▸ Work instructions
1 – Retype the passage of the headlamp forum thread below, starting at "If I felt like" and ending at "only EDC light.".
2 – Summarize the headlamp forum thread below in two sentences.

▸ Excerpted passage
^^^^^^^^^^^^^^^^

# Headlamp is Bestlamp



## tychoseven (Nov 11, 2014)

I've come to realize the headlamp is the most useful illumination device I own. It's not the smallest, or the brightest, or the furthest throwing, but it's what I use 95% of the time when I need a light. If I had to give up all my lights but one, there would be no hesitation as to what I'm keeping. Who's with me? Could you give up all of your lights, except one headlamp? (and be happy?)


----------



## davidt1 (Nov 11, 2014)

Yes, headlamps all the way -- specifically, angle headlamps that can be used as handheld, work light, etc.

Your H51Fw is missing a Nichia 219.


----------



## mcnair55 (Nov 12, 2014)

For certain situations yes i agree but i much prefer a hand held although I wish they would adopt the Petzl reactive lighting technology sooner rather than later.


----------



## lumicycle (Nov 12, 2014)

If I felt like I could comfortably EDC a headlamp I might be with you, but I haven't found a way. Also, when I don't need the light to be coming from my forehead, there's something much more tactile and satisfying about a conventional flashlight in the hand. Am I alone on that?


----------



## Charles L. (Nov 12, 2014)

I like headlamps, like the Armyteks, Zebralights, Sparks, Skilhunts and perhaps others, than can be detached and used as an EDC with a pocket clip. These could easily be my only EDC light.

And I agree with the point of this thread. I like having hands-free light that follows the motion of my head. Tychoseven, davidt1 -- you're lampaholics


----------



## Overclocker (Nov 12, 2014)

agree. on a given week my headlamp clocks in the most number of hours. it's the Olight H15s the handsfree on/off "wave" feature is just incredibly useful


----------



## tychoseven (Nov 12, 2014)

davidt1 said:


> Your H51Fw is missing a Nichia 219.


I know! I wish ZL would use a threaded bezel so I could swap lenses and emitters. It's one of the few complaints I have about their lights.



mcnair55 said:


> ...For certain situations yes i agree but i much prefer a hand held...





lumicycle said:


> ...there's something much more tactile and satisfying about a conventional flashlight in the hand. Am I alone on that?


I'm interested in hearing more about this perspective. I find the opposite is true, that I'm frustrated when I have to hold the light in one hand...because now I only have one hand free. Although it is great to have a light in your hand when looking into places that you can't (or won't!) put your head.


----------



## hazza (Nov 12, 2014)

I find that a one advantage of the handheld lights is the ease of changing mode. That's not to say it's difficult with a headlamp, it's just not as easy to mess around with something on your forehead, especially if you just want to quickly flick between modes. There is also a bit more flexibility with the beam direction, handheld allows you to quickly scan the beam to one side or around something, rather than a headlamp forcing you to point the beam dead ahead. This is only really a concern for very focused beams though.

This isn't meant as a big headlamp criticism, your question just made me pause to think about it!



> I wish they would adopt the Petzl reactive lighting technology sooner rather than later.

^^^^^^^^^^^^^^^^

▸ Record list

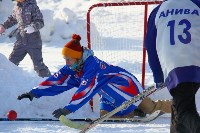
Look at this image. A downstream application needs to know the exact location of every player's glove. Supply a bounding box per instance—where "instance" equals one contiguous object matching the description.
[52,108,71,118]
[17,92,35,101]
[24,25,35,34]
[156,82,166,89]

^^^^^^^^^^^^^^^^

▸ Solutions for each task
1 –
If I felt like I could comfortably EDC a headlamp I might be with you, but I haven't found a way. Also, when I don't need the light to be coming from my forehead, there's something much more tactile and satisfying about a conventional flashlight in the hand. Am I alone on that?


----------



## Charles L. (Nov 12, 2014)

I like headlamps, like the Armyteks, Zebralights, Sparks, Skilhunts and perhaps others, than can be detached and used as an EDC with a pocket clip. These could easily be my only EDC light.

2 – tychoseven says the headlamp is the light they use 95% of the time and the one they would keep if allowed only one, and several posters agree, praising hands-free light that follows the head, headlamps that detach for pocket carry, and the "wave" on/off feature of the Olight H15s. Others prefer handheld lights for their tactile feel, easier mode changes and freedom to aim the beam, while tychoseven replies that holding a light is frustrating because it leaves only one hand free.